**Your task**. Nothing but a number should be returned: the count of lines in the records that contain "below".

Records excerpted from a collection:

-=-=-

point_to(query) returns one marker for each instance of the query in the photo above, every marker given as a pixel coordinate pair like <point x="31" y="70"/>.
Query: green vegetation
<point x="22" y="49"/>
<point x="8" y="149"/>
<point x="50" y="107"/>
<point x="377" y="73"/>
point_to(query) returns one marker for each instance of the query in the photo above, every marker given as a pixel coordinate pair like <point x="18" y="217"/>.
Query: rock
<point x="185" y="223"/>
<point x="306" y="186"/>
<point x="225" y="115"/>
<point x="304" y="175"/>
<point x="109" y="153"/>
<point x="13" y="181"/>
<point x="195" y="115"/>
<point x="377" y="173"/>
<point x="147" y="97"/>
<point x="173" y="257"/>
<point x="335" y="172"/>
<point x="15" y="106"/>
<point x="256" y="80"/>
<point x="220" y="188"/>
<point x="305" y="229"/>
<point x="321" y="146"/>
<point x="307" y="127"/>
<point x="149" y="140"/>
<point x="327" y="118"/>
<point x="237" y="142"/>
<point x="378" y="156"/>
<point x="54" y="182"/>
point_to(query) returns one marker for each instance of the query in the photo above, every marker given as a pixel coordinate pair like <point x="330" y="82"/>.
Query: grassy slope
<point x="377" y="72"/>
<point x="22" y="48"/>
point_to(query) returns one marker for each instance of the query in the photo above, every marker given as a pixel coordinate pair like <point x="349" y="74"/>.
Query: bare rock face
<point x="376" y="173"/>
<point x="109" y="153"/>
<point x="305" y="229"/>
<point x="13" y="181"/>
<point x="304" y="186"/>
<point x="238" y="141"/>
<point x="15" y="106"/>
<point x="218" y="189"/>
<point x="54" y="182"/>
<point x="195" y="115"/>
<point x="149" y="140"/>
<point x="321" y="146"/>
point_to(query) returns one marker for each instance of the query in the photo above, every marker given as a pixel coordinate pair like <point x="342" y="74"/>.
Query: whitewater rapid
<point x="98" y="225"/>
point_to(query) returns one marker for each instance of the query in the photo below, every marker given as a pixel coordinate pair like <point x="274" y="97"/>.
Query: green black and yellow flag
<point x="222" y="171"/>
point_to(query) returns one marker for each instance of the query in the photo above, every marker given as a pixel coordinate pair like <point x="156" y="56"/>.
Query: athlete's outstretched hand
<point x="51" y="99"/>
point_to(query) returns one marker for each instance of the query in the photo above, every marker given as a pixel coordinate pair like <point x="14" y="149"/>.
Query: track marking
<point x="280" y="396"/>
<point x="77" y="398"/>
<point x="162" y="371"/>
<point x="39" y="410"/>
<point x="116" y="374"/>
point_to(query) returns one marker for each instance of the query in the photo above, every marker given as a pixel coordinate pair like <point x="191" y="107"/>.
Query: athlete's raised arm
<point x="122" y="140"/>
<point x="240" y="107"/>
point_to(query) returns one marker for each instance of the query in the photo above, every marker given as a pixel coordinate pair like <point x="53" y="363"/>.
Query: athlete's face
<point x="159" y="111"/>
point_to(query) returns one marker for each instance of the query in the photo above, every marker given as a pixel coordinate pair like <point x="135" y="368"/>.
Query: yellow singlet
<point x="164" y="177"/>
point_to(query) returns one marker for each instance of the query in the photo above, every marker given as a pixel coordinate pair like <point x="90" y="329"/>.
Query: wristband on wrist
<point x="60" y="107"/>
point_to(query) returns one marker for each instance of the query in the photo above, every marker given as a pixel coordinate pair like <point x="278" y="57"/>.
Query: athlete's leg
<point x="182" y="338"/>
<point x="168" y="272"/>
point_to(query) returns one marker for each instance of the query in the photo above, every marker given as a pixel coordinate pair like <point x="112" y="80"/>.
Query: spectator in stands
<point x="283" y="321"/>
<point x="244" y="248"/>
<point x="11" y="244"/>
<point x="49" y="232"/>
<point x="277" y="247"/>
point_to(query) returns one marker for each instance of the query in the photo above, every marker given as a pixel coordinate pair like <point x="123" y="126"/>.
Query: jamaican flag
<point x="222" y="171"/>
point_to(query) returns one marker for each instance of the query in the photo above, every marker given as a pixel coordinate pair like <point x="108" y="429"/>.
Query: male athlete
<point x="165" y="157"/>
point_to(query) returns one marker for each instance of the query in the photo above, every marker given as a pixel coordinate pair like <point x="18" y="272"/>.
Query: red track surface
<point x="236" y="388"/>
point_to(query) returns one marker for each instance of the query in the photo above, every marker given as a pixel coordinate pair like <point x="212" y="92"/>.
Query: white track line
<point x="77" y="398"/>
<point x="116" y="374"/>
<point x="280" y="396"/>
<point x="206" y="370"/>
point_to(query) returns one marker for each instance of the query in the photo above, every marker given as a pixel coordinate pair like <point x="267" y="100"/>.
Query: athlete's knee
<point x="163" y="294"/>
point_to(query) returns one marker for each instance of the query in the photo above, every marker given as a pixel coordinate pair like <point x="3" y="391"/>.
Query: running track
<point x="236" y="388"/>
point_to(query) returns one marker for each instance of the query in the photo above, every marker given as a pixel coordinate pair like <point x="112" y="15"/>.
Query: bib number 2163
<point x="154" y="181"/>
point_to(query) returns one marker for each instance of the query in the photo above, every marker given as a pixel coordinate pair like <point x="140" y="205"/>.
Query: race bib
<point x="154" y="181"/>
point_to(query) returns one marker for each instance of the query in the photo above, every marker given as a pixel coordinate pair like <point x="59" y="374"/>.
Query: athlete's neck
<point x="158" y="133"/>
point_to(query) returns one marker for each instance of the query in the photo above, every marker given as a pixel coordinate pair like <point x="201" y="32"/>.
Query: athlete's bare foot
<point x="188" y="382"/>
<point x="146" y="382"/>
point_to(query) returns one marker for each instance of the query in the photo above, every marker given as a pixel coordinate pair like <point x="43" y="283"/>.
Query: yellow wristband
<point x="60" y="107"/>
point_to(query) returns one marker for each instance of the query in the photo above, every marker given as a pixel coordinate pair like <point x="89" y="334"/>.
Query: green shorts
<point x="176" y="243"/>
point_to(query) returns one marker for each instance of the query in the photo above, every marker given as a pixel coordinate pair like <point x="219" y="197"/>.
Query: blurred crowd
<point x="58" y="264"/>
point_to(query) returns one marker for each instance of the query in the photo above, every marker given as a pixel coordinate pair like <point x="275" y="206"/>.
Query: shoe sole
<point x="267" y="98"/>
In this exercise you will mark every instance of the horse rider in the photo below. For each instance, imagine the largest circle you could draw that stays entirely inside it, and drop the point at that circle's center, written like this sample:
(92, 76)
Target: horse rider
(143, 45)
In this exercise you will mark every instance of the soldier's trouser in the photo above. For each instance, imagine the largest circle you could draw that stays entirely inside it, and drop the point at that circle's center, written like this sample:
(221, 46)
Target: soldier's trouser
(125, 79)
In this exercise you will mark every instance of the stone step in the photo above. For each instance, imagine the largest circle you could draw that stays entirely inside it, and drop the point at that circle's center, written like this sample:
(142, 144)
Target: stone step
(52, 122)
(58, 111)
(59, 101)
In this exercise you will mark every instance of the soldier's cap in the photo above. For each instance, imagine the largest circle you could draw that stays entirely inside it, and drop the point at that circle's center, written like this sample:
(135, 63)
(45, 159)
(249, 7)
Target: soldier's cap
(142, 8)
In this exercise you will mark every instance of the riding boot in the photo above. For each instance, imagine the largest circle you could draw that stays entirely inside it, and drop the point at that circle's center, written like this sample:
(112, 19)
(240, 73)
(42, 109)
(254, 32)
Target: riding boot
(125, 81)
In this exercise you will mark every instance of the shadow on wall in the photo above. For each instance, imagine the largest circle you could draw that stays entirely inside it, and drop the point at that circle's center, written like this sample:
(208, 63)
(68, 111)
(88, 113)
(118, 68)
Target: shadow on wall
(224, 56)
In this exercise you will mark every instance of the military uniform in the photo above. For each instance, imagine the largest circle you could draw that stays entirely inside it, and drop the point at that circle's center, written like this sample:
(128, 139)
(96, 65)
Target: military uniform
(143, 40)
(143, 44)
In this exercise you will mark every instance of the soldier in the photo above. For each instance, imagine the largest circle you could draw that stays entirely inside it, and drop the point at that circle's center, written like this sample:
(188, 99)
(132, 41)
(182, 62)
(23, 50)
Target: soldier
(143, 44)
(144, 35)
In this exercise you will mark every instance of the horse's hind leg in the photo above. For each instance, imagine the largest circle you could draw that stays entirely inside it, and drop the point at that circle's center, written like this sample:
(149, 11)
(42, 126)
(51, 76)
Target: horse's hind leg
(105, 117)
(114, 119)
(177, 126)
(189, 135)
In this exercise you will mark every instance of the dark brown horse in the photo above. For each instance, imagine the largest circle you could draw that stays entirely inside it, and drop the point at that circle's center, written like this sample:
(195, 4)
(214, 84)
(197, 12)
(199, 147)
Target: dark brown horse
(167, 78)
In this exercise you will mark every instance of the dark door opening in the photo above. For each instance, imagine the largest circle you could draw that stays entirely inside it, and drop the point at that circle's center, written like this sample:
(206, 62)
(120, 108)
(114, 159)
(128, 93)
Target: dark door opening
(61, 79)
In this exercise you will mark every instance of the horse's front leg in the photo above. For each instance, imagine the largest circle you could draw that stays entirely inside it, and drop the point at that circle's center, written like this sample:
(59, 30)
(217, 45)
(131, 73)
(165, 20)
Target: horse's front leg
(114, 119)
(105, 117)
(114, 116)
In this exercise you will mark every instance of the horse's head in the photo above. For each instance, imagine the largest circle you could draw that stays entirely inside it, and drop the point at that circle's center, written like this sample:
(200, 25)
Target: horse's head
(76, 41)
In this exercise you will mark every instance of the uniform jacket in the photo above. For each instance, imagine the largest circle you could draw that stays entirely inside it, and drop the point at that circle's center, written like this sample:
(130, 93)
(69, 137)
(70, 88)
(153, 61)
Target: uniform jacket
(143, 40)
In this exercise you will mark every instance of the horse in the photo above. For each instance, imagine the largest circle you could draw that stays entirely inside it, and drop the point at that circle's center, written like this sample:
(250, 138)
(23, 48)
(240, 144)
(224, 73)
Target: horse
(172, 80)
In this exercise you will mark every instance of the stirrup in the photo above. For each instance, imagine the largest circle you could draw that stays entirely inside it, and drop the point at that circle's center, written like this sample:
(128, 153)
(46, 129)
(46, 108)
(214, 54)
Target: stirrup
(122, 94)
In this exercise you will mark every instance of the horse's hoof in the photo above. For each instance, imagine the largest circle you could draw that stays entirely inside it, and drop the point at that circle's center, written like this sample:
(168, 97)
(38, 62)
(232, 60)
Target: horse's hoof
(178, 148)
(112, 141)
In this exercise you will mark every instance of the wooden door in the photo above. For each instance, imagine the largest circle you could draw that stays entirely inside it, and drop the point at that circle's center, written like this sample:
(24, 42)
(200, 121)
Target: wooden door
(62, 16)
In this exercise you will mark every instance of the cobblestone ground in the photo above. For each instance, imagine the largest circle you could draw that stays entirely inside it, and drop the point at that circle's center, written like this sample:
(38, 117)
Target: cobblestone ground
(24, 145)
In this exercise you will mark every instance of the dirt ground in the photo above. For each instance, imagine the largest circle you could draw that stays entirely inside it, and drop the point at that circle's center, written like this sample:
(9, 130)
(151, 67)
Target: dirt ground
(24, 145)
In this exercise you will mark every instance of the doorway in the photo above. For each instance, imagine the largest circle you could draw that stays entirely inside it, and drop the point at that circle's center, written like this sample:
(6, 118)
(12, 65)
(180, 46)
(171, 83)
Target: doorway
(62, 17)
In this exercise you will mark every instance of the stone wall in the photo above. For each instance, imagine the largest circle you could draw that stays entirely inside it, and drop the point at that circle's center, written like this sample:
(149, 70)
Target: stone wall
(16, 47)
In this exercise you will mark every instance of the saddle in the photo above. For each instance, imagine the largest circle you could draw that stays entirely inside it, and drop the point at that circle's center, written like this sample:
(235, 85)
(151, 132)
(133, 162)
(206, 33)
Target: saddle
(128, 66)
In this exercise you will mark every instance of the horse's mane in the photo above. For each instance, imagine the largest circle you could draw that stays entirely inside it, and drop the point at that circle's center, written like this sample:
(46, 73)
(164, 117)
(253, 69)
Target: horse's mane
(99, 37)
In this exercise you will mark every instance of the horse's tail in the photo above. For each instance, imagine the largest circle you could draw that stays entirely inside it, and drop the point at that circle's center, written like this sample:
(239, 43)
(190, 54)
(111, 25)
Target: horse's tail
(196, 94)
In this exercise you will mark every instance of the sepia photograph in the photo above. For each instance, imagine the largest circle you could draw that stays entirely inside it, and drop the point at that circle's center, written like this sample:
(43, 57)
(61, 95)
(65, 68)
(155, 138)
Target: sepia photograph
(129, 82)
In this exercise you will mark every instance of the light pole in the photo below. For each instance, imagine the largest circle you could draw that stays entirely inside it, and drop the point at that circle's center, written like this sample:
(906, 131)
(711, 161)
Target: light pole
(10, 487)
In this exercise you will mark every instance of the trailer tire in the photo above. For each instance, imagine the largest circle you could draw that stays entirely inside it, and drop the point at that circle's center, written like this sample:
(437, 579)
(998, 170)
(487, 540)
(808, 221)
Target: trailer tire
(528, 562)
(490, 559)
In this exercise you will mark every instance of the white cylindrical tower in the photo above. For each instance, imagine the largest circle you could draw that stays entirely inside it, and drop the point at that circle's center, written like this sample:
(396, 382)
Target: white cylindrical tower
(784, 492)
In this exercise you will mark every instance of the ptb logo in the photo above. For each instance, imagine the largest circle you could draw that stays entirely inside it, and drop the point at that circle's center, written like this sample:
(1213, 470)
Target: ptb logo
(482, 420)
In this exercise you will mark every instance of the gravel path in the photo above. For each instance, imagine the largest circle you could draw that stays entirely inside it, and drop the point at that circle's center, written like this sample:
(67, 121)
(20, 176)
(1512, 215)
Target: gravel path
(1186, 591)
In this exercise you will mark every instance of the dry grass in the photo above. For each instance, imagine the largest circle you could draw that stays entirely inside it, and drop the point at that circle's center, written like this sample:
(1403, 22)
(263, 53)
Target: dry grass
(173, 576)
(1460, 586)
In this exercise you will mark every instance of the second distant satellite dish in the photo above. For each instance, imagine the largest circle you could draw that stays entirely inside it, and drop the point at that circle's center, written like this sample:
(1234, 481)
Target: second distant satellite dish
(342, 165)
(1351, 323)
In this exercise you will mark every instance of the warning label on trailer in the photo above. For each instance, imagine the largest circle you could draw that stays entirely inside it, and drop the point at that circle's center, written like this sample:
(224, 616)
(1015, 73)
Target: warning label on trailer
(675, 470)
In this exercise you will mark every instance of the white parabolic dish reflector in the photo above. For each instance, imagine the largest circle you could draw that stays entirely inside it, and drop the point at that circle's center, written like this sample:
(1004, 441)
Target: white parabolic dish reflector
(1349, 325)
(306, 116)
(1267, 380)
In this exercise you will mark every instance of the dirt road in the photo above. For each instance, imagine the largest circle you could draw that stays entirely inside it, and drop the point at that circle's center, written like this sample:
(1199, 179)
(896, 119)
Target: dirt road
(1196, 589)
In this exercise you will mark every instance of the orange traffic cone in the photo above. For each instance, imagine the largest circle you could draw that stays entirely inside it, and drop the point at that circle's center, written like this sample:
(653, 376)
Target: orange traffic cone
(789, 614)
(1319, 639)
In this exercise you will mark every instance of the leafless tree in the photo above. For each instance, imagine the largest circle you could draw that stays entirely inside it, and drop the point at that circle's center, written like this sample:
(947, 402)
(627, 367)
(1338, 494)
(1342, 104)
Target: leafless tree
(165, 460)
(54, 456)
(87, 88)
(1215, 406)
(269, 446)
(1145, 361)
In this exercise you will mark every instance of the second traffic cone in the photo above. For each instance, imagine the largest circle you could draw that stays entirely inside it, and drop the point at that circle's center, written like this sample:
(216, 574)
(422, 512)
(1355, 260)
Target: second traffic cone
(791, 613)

-=-=-

**Answer box**. 3